DIRECTIONS FOR THIS TASK. Output as a numbered list, omitting blank lines, only the entry lines beginning at the line containing "# point at: palm tree" and continuing through the line containing "(1133, 512)", with both of those lines included.

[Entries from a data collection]
########################################
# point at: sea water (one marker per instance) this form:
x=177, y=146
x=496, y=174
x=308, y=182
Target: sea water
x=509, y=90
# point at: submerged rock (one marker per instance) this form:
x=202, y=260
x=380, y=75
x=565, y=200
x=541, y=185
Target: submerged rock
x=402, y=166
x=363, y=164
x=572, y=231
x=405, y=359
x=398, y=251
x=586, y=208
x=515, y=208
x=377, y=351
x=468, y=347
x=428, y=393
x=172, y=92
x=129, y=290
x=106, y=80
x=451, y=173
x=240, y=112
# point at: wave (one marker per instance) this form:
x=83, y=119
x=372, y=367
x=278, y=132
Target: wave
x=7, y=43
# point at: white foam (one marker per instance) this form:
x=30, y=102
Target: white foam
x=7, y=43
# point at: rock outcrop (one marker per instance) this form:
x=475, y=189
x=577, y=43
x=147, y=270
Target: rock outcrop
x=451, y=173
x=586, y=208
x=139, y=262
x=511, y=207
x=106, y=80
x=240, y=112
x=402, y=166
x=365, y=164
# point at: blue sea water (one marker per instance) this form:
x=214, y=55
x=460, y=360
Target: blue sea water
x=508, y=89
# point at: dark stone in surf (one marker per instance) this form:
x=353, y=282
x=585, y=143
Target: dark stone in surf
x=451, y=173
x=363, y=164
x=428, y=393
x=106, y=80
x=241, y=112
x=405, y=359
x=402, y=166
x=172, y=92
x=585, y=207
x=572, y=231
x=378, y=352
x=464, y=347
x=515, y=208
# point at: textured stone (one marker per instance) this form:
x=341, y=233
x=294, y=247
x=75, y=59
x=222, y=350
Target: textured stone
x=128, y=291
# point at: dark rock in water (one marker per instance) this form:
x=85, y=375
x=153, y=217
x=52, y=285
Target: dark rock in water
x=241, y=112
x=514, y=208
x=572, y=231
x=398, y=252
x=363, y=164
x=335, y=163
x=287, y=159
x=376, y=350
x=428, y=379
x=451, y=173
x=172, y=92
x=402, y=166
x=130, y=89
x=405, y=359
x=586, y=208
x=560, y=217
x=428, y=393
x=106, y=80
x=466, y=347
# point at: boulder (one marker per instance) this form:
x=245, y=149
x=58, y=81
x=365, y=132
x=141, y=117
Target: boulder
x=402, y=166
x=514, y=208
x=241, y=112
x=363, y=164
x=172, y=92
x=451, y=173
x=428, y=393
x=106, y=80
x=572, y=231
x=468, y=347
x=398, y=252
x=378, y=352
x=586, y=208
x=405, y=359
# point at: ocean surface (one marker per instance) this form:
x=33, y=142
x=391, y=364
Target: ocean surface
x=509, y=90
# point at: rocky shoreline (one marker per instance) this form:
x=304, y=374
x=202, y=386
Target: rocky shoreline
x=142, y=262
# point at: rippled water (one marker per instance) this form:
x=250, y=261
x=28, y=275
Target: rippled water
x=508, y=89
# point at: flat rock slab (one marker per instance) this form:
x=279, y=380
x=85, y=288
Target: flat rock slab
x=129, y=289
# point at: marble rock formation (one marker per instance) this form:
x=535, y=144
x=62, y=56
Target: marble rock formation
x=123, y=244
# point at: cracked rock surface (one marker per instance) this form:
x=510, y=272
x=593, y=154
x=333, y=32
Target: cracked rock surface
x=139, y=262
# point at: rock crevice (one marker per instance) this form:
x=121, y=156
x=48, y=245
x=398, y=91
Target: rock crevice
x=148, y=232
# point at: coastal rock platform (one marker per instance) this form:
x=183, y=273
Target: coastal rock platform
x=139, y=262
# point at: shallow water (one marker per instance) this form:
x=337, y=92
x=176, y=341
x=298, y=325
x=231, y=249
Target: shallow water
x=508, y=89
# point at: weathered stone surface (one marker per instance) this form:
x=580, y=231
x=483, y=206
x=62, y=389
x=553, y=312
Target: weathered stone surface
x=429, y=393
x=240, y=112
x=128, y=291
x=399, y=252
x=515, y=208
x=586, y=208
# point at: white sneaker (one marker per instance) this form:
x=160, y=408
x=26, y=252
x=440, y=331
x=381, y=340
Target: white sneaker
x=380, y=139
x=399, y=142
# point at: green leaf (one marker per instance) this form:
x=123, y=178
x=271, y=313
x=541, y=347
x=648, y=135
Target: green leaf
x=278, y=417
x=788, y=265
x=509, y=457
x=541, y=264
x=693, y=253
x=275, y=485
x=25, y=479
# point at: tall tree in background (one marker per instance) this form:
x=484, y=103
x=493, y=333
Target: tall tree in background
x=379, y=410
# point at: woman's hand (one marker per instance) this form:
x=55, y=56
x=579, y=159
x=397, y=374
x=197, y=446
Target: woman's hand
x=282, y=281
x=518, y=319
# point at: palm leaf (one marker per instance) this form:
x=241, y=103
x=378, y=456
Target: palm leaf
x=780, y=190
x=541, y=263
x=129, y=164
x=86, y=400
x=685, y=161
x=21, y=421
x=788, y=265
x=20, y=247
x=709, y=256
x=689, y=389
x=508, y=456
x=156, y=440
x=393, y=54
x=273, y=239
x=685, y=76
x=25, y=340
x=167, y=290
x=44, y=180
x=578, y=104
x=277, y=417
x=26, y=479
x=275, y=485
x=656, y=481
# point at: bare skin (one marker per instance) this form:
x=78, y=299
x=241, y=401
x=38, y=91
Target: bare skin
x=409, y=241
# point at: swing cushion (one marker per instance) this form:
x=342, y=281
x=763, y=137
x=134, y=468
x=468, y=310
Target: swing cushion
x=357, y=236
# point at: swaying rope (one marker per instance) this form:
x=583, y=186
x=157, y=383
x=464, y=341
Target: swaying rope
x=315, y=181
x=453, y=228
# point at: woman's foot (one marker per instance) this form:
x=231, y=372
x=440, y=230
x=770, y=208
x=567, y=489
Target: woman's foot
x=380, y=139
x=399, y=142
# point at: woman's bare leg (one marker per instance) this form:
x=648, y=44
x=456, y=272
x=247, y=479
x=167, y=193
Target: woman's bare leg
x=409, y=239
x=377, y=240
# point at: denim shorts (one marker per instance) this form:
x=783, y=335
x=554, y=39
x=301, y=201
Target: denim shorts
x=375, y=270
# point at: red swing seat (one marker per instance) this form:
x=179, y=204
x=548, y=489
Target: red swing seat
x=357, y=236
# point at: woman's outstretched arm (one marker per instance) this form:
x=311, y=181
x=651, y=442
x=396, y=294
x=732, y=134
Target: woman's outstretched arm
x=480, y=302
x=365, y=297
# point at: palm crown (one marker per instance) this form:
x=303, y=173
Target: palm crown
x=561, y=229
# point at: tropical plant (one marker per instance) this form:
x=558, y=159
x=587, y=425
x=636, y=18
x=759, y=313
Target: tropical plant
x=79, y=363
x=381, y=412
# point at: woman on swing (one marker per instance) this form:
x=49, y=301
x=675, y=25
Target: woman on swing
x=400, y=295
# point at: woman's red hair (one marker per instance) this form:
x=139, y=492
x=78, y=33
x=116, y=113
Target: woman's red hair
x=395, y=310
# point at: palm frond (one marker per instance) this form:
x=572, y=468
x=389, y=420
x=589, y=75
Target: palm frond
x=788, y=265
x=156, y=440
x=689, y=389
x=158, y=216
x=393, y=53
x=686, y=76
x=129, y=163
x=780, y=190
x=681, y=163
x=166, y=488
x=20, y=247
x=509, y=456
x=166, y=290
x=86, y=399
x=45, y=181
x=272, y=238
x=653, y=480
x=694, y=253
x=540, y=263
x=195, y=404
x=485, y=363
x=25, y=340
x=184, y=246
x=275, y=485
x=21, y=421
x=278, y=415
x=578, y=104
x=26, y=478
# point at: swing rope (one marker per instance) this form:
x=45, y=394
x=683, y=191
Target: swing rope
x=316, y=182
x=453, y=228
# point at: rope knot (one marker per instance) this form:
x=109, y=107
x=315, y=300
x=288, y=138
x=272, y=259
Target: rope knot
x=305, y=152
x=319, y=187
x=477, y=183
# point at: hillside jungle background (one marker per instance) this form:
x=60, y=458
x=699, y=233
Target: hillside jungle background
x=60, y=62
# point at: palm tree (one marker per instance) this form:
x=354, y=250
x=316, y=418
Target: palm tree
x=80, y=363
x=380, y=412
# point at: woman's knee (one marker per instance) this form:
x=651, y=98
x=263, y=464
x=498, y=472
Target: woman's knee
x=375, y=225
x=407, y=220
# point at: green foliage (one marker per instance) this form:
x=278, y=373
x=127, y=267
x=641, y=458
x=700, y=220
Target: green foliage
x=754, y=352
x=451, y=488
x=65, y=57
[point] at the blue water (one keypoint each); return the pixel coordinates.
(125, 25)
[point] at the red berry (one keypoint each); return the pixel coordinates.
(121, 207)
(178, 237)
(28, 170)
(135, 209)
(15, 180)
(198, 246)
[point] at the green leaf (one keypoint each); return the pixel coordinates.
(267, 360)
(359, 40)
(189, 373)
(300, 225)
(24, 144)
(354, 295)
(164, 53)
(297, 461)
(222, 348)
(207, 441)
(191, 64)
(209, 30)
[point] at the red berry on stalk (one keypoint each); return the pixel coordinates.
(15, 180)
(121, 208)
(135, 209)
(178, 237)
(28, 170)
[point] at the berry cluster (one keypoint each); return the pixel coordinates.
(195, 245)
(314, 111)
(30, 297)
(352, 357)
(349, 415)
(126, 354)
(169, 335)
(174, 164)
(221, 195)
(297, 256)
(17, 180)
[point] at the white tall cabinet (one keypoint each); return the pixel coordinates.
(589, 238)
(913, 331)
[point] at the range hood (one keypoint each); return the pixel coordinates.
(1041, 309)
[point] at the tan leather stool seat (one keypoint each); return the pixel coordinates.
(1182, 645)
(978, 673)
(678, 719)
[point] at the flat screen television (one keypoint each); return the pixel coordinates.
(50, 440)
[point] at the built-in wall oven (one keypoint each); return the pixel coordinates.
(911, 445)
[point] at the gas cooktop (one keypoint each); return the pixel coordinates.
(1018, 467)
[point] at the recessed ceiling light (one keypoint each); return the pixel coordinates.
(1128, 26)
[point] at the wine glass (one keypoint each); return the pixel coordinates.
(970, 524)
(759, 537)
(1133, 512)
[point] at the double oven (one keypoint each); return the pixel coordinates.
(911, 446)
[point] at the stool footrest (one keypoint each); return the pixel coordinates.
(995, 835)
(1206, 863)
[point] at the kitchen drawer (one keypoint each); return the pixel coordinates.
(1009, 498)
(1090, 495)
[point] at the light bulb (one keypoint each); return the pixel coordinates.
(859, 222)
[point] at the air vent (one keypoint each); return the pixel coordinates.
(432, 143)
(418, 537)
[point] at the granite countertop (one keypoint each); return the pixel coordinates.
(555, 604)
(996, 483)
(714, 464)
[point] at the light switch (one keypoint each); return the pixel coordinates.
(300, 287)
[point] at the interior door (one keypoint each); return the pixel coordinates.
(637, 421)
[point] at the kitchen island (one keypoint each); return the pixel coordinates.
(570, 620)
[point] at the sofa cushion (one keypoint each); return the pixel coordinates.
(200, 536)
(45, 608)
########################################
EXERCISE SOLUTION.
1. # point at: palm tree (one marker per instance) this form:
2. x=354, y=250
3. x=316, y=418
4. Target: palm tree
5. x=80, y=363
6. x=380, y=412
7. # point at: woman's knee (one marker per instance) this form:
8. x=651, y=98
9. x=263, y=464
10. x=498, y=472
11. Target: woman's knee
12. x=375, y=225
13. x=407, y=220
14. # point at: green foliage (one marker per instance) this form:
15. x=278, y=373
16. x=127, y=267
17. x=641, y=458
18. x=700, y=220
19. Target: green foliage
20. x=754, y=352
21. x=451, y=488
22. x=65, y=57
23. [point] at the blue water (one keypoint each); return the pixel coordinates.
24. (125, 25)
25. [point] at the red berry (one keypoint each); return the pixel coordinates.
26. (121, 207)
27. (178, 237)
28. (28, 170)
29. (135, 209)
30. (15, 180)
31. (198, 246)
32. [point] at the green leaf (one keypoint each); return the pixel coordinates.
33. (267, 360)
34. (359, 40)
35. (189, 373)
36. (300, 225)
37. (24, 144)
38. (354, 295)
39. (164, 53)
40. (297, 461)
41. (222, 348)
42. (207, 441)
43. (191, 64)
44. (209, 30)
45. [point] at the red berry on stalk (one keypoint each); return the pixel coordinates.
46. (15, 180)
47. (121, 208)
48. (135, 209)
49. (178, 237)
50. (28, 170)
51. [point] at the berry cluster (one keypoint each); return the pixel coordinates.
52. (195, 245)
53. (314, 111)
54. (30, 297)
55. (352, 357)
56. (349, 415)
57. (126, 354)
58. (169, 335)
59. (174, 164)
60. (221, 195)
61. (297, 256)
62. (17, 180)
63. [point] at the white tall cabinet (one keypoint each); return the pixel coordinates.
64. (589, 238)
65. (913, 331)
66. [point] at the range hood (one keypoint each); return the pixel coordinates.
67. (1041, 309)
68. [point] at the tan leather stool seat (one keypoint each); return the pixel coordinates.
69. (1182, 645)
70. (978, 673)
71. (678, 719)
72. [point] at the flat screen television (one keypoint each); return the pixel coordinates.
73. (50, 440)
74. [point] at the built-in wall oven (one keypoint each); return the pixel coordinates.
75. (911, 445)
76. [point] at the gas cooktop (one keypoint each); return the pixel coordinates.
77. (1018, 467)
78. [point] at the recessed ceiling light (one keypoint each); return the pixel coordinates.
79. (1128, 26)
80. [point] at the wine glass (one keypoint each); return the pixel coordinates.
81. (970, 524)
82. (759, 537)
83. (1133, 512)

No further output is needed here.